** Start of Record set **

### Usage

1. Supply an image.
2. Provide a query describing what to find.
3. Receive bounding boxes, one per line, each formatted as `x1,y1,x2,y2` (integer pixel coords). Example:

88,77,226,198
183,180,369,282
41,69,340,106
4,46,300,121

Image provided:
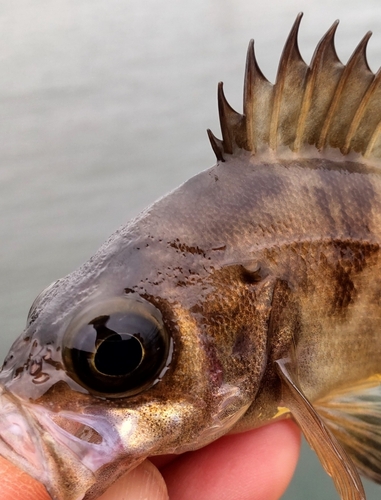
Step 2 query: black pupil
90,316,144,376
94,330,143,376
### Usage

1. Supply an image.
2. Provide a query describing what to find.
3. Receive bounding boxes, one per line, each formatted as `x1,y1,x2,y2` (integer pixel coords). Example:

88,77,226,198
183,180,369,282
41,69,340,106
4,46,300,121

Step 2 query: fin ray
315,378,381,483
209,14,381,161
276,359,365,500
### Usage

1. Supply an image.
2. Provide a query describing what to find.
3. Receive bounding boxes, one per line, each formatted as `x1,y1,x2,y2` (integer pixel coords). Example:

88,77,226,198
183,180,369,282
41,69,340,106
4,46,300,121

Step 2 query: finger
0,457,50,500
161,421,300,500
99,460,168,500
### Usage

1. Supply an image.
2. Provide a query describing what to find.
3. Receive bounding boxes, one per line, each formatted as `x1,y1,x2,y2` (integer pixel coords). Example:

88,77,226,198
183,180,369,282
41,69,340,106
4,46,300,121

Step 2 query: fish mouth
0,386,141,500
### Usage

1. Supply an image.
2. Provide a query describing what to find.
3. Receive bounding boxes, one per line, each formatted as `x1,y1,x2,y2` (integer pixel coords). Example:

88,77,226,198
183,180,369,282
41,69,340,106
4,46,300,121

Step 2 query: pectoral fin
276,359,365,500
315,376,381,483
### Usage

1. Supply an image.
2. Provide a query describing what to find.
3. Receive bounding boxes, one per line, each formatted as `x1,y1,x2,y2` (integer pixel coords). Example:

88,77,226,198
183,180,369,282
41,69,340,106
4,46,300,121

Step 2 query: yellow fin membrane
276,359,365,500
315,377,381,483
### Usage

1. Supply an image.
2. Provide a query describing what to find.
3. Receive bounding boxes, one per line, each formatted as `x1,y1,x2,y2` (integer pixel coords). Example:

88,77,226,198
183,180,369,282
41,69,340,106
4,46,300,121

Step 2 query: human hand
0,421,300,500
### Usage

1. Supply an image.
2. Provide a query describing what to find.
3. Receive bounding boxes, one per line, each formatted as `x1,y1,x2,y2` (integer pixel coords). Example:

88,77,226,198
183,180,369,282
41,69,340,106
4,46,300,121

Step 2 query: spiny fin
209,14,381,161
314,376,381,483
276,359,365,500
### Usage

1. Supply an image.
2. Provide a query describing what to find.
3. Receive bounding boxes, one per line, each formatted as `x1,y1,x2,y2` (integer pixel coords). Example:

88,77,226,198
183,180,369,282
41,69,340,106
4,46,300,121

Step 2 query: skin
0,421,300,500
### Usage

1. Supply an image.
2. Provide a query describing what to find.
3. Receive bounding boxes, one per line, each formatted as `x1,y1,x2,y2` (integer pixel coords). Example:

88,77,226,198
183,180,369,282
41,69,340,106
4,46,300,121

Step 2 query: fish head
0,224,270,500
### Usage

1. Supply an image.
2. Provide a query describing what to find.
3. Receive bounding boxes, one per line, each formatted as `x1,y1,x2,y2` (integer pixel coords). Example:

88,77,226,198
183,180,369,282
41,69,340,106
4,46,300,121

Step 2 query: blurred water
0,0,381,500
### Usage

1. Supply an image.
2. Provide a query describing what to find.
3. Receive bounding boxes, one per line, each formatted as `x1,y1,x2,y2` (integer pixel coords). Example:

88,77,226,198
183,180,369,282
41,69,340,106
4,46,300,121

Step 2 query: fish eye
63,294,172,397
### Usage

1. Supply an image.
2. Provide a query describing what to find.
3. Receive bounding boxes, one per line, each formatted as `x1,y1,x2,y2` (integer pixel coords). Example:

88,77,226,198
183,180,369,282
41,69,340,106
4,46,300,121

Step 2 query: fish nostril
52,415,103,444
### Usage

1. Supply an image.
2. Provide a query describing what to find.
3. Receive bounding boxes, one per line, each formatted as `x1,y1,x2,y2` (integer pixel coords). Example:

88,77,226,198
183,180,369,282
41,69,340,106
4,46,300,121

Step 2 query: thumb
99,460,169,500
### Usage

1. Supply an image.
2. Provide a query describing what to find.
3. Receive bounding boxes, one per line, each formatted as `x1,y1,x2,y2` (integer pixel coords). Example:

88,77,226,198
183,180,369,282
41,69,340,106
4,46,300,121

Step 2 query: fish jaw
0,387,145,500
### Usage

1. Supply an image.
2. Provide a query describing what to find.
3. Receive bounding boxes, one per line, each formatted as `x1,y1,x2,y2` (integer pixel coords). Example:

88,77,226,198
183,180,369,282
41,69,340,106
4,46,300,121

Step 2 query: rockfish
0,15,381,500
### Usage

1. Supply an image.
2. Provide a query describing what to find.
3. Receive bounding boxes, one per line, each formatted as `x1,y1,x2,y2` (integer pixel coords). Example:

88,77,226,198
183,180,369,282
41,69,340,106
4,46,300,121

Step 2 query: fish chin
0,387,145,500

** End of Record set **

Your task
Copy all of the records above word for word, but leave out the pictures.

Expected answer
### Usage

1. Supply an image.
2. Provide a query describing what to find.
3. Receive bounding boxes, one per line, each formatted as `x1,y1,x2,y2` (integer pixel coords). Example:

88,77,226,198
183,180,369,282
41,69,340,106
4,46,300,121

Image provided:
Step 2 query: black pupil
90,316,144,376
94,330,143,376
### Usage

1. Supply an image.
2. Provide a query describing what to find.
3. Receive bounding boxes, one per line, each formatted as `x1,y1,x2,y2` (integer pixel coords). Example:

88,77,226,198
183,180,369,282
41,69,340,106
4,46,300,121

Step 2 query: fin ray
315,378,381,483
209,14,381,161
276,359,365,500
### Usage

1. Supply an image.
2. Provide a query describing what to find.
3. Receive bounding boxes, one per line, each formatted as `x1,y1,x2,y2` (integer pixel coords). Example:

88,77,226,198
183,180,369,282
41,69,340,106
4,46,300,121

Step 2 query: finger
0,457,50,500
161,421,300,500
99,460,168,500
### Usage

1. Supply an image.
2. Provide a query describing what to find.
3. Receive bounding boxes, one per line, each formatted as `x1,y1,x2,y2` (integer pixel coords). Example:

88,77,226,198
183,180,369,282
41,69,340,106
4,46,300,121

Step 2 query: fish mouth
0,386,141,500
### Usage

1. Supply an image.
2. Provide a query describing what to find.
3. Receive bounding boxes, one per line, each formatted as `x1,y1,x2,y2` (integer pixel coords). Example:

88,77,226,198
183,180,369,282
41,69,340,106
4,46,300,121

Step 2 query: pectoral fin
276,359,365,500
315,376,381,483
### Usage

1. Supply an image.
2. Provide a query describing what to find.
3. Receive bounding boxes, one per line, each formatted as `x1,y1,x2,y2` (integer pixel coords). Example:

88,77,226,198
183,180,369,282
41,69,340,106
4,46,300,121

Step 2 query: yellow fin membrane
276,359,365,500
315,377,381,483
### Usage

1. Supply an image.
2. Provide a query describing what to find.
3. Receive bounding boxes, one per line, each formatted as `x1,y1,x2,y2` (integer pixel coords). Example:

88,77,226,198
183,180,369,282
41,69,340,106
4,46,300,121

Step 2 query: human hand
0,421,300,500
### Usage

1. Supply an image.
2. Provide a query describing what to find.
3. Receive bounding boxes, one per line, each formatted as `x1,y1,x2,y2` (integer pixel coords). Example:

88,77,226,198
183,180,369,282
41,69,340,106
4,46,300,121

Step 2 query: spiny fin
209,14,381,161
314,376,381,483
276,359,365,500
### Usage

1. Supply an image.
2. Provide a query describing what to find.
3. Receive bounding boxes, one per line, each formatted as `x1,y1,x2,y2` (integer pixel coords). Example:

88,77,226,198
183,180,369,282
41,69,340,106
4,46,300,121

Step 2 query: skin
0,421,300,500
### Usage

1. Supply an image.
2. Provide a query describing what to find.
3. Receive bounding boxes, one per line, each formatted as `x1,y1,x2,y2` (integer pixel coords). Example:

88,77,226,198
183,180,369,282
41,69,340,106
4,46,300,121

Step 2 query: fish head
0,224,270,500
### Usage

1. Supply an image.
2. Provide a query describing what to find.
3. Receive bounding boxes, one per line, each formatted as `x1,y1,x2,y2` (integer pixel coords). Example:

88,77,226,198
183,180,369,282
41,69,340,106
4,46,300,121

Step 2 query: blurred water
0,0,381,500
### Usage

1. Supply an image.
2. Provide a query describing what to find.
3. Receive bounding boxes, one per line, each formatted as `x1,y1,x2,y2` (integer pixel coords). Example:

88,77,226,198
183,180,369,282
41,69,340,106
4,46,300,121

Step 2 query: fish eye
63,294,172,397
### Usage

1. Supply an image.
2. Provide a query describing what to find.
3. Receive bounding boxes, one per line, each formatted as `x1,y1,x2,y2` (integer pixel coords). Example:

88,77,226,198
183,180,369,282
41,69,340,106
4,46,300,121

Step 2 query: fish nostril
52,415,103,444
### Usage

1. Supply an image.
2. Provide a query describing what to find.
3. Receive bounding boxes, one per line, each formatted as `x1,y1,x2,y2` (integer pixel coords). Example:

88,77,226,198
183,180,369,282
41,69,340,106
4,46,300,121

Step 2 query: thumb
99,460,169,500
### Usage

1. Supply an image.
2. Provide a query describing what to find.
3. Receive bounding boxes, one per line, each formatted as `x1,y1,x2,y2` (integer pixel coords). Example:

88,77,226,198
183,180,369,282
41,69,340,106
4,46,300,121

Step 2 query: fish jaw
0,387,145,500
### Usage

1. Supply an image.
2. Provide a query describing what to find.
3. Receive bounding boxes, one per line, each formatted as `x1,y1,x2,y2` (integer pixel coords). Example:

88,77,226,198
183,180,369,282
41,69,340,106
4,46,300,121

Step 2 query: rockfish
0,15,381,500
### Usage

1. Supply an image.
2. Provide a query describing what to find.
3. Receive bounding boxes, one per line, each formatted as `x1,y1,x2,y2` (integer pixel coords). Example:

88,77,226,198
183,180,369,282
41,69,340,106
4,46,300,121

Step 2 query: fish chin
0,387,145,500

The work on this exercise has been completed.